STUDY TEXT START

People who work with Fletcher believe he is safeguarding the industry with his “boots on the ground knowledge” of the herbal supply chain. “It’s not good enough to just have a fully vetted paper supply chain for all of the required quality parameters for your herbs for identity, purity and potency, in many cases,” Chioffi says. “It’s also the sustainability—and more, the responsibility—of companies to ensure that you can have that same supply while we have environmental sensitivities, economic sensitivities and cultural sensitivities that are all making it harder for those types of herbs to stay in sustainable commerce.”
Chioffi suggests companies duplicate Fletcher’s model for this reason. “It gives you an actual true picture of the needs of the community and whether they can supply things,” he says. “Weather has affected certain crops, and Ed knows where those regions have been the most impacted.” Because of his network, Fletcher is able to help companies source botanicals in unaffected areas.
The other plant stars
Fletcher is also working to keep herbal medicine alive. By cultivating certain botanicals, even some that are not in high demand today, he’s helping to keep these medicines available, says Coven, whose company helps make finished goods for about 800 brands. One example is osha. Though not yet producing at scale, Fletcher is one of the very few people to successfully cultivate the plant, which is limited to wild harvesting in northern New Mexico.
“A lot of folks are just defaulting to the rockstars, especially as herbal companies are bought out by venture capitalists and M&A firms who are just looking at what herbs are the rockstars for the mass market,” Coven says. “There are still so many other plants that are getting harder to find that he is helping to make available and may not be there if it weren’t for some forward thinking.”
The wildcrafters the industry has counted on are now in their seventies, and a new generation has yet to take the reins. “People don’t want to necessarily pick up a shovel and get really dirty and sweaty,” Coven says. “Well, that’s a problem.”

STUDY TEXT END

- **TASKS TO COMPLETE**:
a: In the article on Fletcher, which plant is given as an example of one he has managed to cultivate even though it is otherwise limited to wild harvesting?
b: Duplicate part of the article on Fletcher word for word, starting at the words "Chioffi suggests companies" and stopping after "northern New Mexico.".

EXCERPTED RECORDS START

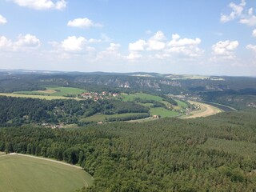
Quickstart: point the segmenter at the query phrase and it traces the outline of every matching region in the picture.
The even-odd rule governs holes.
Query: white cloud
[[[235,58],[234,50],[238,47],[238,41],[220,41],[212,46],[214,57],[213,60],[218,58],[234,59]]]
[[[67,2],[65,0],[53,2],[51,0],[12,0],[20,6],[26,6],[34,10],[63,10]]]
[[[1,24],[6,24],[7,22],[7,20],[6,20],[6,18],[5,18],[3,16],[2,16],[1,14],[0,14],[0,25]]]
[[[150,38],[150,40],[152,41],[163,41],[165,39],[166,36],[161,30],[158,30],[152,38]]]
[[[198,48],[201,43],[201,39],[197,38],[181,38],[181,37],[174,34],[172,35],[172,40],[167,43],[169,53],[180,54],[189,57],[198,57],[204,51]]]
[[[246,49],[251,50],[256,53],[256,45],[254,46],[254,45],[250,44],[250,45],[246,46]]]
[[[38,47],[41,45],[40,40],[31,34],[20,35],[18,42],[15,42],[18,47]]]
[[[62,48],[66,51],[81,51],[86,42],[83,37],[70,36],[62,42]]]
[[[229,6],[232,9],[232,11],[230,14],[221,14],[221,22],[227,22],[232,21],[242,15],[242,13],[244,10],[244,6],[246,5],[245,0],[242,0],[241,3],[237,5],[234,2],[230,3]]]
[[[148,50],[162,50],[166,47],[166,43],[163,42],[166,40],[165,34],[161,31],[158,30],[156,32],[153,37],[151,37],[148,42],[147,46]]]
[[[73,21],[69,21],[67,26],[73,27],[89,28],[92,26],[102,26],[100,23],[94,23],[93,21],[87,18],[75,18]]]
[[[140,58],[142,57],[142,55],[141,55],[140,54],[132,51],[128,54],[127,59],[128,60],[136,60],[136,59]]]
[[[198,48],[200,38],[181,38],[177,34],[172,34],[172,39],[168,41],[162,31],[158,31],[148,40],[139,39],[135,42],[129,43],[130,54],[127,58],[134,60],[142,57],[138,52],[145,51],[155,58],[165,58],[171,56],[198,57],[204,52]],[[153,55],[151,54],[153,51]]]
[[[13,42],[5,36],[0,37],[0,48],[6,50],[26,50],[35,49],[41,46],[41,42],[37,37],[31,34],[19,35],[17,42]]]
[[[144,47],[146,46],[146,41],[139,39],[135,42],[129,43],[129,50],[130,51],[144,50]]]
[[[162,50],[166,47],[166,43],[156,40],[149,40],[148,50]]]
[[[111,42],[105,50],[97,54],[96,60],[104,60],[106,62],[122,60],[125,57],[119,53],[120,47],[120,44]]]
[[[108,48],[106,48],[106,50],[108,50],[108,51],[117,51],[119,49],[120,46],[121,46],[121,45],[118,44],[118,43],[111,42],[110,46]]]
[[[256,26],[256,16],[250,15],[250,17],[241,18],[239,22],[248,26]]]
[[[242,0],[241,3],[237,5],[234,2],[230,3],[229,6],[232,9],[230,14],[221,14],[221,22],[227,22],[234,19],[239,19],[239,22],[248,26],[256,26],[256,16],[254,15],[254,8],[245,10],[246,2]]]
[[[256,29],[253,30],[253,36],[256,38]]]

EXCERPTED RECORDS END
EXCERPTED RECORDS START

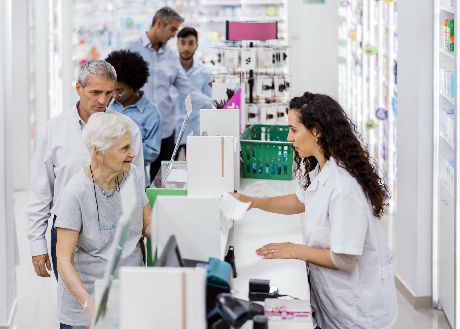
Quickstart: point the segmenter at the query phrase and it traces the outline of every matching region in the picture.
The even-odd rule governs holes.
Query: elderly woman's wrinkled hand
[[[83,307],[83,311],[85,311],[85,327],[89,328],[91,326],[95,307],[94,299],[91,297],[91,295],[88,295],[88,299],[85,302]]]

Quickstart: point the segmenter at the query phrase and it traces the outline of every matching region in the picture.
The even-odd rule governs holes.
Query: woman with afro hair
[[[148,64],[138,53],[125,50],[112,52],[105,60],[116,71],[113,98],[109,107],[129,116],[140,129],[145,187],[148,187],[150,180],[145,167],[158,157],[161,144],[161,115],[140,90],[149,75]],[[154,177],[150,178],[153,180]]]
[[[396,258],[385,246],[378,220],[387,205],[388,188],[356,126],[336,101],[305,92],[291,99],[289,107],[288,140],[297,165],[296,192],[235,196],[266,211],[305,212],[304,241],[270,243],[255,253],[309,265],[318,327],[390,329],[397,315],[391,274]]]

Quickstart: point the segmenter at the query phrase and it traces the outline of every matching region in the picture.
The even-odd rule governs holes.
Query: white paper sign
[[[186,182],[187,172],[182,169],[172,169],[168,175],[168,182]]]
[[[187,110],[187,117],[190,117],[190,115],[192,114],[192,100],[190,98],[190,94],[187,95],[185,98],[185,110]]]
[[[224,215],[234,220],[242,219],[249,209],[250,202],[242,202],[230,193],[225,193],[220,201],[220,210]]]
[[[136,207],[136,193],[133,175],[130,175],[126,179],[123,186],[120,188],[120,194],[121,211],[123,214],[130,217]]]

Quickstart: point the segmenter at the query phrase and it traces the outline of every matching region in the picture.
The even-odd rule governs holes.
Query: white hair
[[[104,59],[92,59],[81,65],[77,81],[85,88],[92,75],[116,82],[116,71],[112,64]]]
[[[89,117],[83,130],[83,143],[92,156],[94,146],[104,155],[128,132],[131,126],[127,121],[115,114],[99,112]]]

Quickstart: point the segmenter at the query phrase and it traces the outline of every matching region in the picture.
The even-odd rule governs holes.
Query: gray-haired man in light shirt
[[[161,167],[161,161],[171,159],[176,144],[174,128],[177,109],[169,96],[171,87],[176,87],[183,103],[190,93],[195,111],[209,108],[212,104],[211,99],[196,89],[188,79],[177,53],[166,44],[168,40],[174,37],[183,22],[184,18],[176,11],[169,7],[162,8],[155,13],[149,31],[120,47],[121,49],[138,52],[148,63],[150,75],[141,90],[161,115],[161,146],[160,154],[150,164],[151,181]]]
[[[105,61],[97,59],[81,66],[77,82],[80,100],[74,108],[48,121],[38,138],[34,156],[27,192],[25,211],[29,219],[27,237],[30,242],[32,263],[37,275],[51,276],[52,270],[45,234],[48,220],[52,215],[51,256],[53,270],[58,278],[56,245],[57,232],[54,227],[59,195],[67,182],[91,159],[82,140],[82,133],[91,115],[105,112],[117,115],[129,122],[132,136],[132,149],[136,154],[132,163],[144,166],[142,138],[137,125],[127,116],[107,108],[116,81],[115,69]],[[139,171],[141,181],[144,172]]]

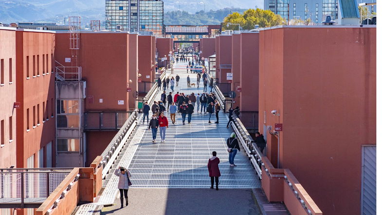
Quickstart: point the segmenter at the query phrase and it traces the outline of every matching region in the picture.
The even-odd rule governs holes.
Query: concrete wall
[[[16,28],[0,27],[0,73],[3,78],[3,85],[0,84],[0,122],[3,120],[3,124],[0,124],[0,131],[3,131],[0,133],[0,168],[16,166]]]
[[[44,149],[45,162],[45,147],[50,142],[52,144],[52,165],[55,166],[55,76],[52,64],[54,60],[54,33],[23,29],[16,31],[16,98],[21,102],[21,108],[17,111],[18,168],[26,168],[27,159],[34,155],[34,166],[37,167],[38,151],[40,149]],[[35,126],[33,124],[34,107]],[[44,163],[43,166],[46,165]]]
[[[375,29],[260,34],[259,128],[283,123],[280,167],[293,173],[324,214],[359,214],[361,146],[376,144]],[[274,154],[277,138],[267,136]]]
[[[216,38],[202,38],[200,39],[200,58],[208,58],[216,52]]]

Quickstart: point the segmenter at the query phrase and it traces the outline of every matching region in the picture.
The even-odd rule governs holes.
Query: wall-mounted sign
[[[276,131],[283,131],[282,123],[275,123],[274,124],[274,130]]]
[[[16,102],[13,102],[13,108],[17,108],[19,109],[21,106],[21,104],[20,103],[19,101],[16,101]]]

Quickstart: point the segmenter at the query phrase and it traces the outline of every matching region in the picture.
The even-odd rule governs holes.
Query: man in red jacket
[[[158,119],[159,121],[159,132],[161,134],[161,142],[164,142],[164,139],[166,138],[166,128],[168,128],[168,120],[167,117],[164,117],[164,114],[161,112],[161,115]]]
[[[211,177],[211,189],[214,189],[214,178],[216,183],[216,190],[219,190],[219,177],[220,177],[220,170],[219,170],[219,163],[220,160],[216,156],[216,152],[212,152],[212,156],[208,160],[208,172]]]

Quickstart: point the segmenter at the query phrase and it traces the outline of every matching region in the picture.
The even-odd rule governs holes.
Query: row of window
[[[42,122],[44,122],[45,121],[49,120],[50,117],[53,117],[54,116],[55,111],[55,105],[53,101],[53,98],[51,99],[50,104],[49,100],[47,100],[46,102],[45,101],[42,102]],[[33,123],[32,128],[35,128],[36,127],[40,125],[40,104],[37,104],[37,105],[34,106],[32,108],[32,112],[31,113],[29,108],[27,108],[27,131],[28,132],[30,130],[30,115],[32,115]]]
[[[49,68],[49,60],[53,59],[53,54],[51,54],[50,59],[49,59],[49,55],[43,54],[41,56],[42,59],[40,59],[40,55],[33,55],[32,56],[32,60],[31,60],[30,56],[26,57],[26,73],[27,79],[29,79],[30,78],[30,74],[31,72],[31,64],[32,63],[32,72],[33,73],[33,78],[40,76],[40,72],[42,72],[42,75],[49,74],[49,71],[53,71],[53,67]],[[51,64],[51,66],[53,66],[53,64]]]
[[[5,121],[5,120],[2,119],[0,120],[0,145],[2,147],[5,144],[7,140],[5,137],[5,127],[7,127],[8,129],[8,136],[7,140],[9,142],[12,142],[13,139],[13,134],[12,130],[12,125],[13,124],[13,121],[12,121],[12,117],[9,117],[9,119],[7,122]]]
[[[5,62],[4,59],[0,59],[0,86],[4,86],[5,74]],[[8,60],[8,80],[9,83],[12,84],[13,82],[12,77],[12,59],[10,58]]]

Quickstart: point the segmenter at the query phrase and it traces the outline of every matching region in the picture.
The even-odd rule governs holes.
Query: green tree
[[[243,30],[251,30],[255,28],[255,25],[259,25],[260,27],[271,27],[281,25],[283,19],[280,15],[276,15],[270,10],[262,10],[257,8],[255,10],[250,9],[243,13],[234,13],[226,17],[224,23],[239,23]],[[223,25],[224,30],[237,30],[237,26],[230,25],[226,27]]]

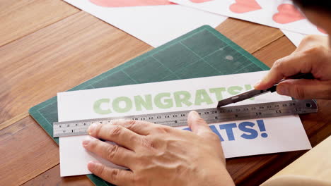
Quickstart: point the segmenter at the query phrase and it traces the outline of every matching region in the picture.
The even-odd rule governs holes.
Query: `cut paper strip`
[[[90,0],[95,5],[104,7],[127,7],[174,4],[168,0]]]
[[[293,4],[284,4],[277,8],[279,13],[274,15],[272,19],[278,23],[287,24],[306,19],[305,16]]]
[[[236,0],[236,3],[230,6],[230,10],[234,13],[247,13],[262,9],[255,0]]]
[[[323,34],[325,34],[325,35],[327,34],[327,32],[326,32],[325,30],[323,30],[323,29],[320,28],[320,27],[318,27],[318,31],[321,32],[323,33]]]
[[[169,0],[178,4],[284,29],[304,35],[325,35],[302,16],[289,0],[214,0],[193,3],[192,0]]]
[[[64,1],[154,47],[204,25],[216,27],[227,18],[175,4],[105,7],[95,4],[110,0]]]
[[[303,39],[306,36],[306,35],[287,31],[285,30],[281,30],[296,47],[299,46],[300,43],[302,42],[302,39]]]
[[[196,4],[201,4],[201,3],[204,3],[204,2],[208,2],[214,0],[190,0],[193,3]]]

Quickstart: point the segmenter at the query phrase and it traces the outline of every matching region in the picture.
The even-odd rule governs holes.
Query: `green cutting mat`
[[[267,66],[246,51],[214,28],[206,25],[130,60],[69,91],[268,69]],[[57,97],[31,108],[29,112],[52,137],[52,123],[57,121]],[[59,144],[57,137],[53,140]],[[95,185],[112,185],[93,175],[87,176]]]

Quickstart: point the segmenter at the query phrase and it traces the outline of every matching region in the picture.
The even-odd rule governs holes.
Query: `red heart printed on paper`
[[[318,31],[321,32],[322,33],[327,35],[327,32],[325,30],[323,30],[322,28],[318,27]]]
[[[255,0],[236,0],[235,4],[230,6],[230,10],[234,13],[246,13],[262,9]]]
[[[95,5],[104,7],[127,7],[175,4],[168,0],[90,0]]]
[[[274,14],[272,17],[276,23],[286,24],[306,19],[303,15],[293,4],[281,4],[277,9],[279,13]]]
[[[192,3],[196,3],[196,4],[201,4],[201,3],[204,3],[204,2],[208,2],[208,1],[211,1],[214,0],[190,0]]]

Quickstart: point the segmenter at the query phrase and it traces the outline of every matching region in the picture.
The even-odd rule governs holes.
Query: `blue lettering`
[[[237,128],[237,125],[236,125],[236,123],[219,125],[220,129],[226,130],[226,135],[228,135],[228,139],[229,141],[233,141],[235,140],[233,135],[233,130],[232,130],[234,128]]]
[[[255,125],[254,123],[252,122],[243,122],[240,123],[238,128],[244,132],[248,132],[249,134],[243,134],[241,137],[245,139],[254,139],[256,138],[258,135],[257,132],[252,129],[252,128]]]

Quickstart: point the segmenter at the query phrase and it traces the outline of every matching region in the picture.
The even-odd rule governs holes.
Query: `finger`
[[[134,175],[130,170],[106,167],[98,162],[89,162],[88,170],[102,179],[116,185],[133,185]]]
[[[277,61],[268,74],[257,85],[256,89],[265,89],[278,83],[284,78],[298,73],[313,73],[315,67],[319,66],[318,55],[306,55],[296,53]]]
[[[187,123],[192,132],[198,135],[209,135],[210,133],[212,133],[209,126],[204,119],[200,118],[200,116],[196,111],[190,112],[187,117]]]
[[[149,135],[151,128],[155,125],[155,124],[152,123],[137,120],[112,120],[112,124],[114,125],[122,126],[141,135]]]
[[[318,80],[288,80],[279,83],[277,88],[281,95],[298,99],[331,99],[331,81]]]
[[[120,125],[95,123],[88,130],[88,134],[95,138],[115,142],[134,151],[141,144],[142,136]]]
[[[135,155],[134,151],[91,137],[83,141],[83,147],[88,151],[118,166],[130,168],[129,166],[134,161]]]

EXCERPTED RECORDS END
EXCERPTED RECORDS START

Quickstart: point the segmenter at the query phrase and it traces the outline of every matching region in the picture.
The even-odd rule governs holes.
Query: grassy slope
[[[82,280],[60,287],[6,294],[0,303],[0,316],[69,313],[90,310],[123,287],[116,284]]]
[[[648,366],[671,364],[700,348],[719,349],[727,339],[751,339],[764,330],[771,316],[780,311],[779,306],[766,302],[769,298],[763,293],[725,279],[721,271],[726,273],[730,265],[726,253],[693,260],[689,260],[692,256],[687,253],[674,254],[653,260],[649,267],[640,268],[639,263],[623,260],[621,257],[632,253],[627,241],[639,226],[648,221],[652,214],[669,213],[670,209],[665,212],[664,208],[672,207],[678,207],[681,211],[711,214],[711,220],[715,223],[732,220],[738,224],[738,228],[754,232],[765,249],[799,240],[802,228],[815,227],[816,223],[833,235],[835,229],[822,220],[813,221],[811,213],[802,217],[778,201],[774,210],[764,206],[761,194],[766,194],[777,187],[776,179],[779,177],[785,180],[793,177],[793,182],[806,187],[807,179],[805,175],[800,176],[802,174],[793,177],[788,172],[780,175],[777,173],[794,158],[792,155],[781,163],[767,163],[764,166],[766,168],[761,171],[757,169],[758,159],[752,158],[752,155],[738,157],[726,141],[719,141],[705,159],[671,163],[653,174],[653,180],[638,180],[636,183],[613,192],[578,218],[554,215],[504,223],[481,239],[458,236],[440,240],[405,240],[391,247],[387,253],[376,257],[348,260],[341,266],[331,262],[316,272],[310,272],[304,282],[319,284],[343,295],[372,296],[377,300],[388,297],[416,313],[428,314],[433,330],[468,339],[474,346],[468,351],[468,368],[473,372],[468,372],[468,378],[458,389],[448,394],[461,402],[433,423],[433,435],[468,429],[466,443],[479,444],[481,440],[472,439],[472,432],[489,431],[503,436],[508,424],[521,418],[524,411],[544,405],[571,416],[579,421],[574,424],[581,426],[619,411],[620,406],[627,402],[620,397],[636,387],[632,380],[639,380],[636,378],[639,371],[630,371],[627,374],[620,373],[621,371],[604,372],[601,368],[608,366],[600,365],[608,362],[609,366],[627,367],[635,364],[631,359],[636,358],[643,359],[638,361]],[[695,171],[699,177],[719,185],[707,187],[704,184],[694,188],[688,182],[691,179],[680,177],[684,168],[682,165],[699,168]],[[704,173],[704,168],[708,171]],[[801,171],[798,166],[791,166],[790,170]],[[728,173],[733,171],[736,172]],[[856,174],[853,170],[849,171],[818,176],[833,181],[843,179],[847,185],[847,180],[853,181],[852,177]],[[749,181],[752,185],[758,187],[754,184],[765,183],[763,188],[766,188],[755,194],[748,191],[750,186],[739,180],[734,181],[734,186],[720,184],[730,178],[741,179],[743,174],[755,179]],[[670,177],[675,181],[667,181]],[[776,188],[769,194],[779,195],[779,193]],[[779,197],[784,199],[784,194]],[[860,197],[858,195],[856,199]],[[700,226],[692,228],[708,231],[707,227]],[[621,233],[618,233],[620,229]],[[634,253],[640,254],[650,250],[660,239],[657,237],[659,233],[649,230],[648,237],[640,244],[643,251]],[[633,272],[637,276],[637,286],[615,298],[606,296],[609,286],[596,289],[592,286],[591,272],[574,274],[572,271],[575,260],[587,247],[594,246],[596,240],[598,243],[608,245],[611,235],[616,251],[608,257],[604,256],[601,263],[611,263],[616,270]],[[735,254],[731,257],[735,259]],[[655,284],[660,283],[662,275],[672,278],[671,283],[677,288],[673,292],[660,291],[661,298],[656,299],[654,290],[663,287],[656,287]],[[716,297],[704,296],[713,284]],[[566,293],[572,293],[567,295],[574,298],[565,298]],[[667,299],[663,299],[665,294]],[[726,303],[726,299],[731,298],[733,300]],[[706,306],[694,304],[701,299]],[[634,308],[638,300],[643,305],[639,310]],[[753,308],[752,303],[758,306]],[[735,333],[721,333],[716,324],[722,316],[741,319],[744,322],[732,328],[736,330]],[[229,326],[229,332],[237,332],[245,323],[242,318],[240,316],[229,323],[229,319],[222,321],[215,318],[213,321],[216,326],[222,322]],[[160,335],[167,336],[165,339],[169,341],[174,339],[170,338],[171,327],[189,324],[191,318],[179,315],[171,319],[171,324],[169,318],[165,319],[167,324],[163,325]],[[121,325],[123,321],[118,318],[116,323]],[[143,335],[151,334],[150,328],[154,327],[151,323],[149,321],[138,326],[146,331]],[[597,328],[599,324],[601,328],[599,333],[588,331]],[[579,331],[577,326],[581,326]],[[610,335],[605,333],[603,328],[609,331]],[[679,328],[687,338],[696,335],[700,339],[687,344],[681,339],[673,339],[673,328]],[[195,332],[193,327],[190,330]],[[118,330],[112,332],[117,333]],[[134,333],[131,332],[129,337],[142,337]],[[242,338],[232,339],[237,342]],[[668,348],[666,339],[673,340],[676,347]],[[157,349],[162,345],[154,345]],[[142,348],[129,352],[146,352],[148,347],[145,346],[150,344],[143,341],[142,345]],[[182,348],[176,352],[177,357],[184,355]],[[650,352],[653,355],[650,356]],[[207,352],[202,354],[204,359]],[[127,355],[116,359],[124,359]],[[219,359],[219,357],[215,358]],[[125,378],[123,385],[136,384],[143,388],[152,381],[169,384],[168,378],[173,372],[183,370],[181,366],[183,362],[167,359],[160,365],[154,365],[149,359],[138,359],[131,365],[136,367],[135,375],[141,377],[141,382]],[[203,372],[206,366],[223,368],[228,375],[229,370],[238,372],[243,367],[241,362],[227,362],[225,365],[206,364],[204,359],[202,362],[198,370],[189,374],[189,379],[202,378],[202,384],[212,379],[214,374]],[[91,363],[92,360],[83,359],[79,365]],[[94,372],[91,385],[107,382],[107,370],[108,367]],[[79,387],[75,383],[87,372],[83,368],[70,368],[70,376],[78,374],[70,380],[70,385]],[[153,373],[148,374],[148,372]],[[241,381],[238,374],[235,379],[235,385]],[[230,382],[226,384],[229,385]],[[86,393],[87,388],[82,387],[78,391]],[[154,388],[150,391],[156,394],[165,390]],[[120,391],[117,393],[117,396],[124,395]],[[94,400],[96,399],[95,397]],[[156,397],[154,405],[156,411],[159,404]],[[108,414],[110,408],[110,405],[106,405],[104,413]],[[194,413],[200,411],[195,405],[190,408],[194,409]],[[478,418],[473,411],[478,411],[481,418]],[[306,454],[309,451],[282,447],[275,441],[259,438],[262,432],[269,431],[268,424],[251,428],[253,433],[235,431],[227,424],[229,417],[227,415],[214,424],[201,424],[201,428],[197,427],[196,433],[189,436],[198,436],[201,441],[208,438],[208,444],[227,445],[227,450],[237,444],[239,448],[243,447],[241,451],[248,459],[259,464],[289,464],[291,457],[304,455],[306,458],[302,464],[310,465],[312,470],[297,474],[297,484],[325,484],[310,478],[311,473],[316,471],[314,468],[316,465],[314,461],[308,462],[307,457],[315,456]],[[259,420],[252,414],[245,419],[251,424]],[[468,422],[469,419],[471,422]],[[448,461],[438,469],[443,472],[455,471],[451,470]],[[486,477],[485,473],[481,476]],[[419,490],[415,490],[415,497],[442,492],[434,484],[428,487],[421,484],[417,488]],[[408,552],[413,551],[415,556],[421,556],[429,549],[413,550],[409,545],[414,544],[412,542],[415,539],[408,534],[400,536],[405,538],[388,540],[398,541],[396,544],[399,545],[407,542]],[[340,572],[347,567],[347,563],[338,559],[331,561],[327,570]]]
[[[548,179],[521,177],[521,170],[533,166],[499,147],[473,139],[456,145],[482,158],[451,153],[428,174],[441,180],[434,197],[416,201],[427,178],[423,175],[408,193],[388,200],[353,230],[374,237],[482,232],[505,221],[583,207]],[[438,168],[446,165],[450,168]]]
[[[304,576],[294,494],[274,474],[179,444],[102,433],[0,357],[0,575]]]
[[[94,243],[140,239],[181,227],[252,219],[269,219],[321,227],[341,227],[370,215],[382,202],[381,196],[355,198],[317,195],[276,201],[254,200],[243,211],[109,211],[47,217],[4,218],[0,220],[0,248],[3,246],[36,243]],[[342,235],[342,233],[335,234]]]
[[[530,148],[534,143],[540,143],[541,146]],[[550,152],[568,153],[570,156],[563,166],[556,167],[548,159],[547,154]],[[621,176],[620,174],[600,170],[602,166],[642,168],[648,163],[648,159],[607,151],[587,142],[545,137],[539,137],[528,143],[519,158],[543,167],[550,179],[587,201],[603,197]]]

EXCERPTED RECORDS END

- **RESULTS IN ORDER**:
a: Osha.

b:
Chioffi suggests companies duplicate Fletcher’s model for this reason. “It gives you an actual true picture of the needs of the community and whether they can supply things,” he says. “Weather has affected certain crops, and Ed knows where those regions have been the most impacted.” Because of his network, Fletcher is able to help companies source botanicals in unaffected areas.
The other plant stars
Fletcher is also working to keep herbal medicine alive. By cultivating certain botanicals, even some that are not in high demand today, he’s helping to keep these medicines available, says Coven, whose company helps make finished goods for about 800 brands. One example is osha. Though not yet producing at scale, Fletcher is one of the very few people to successfully cultivate the plant, which is limited to wild harvesting in northern New Mexico.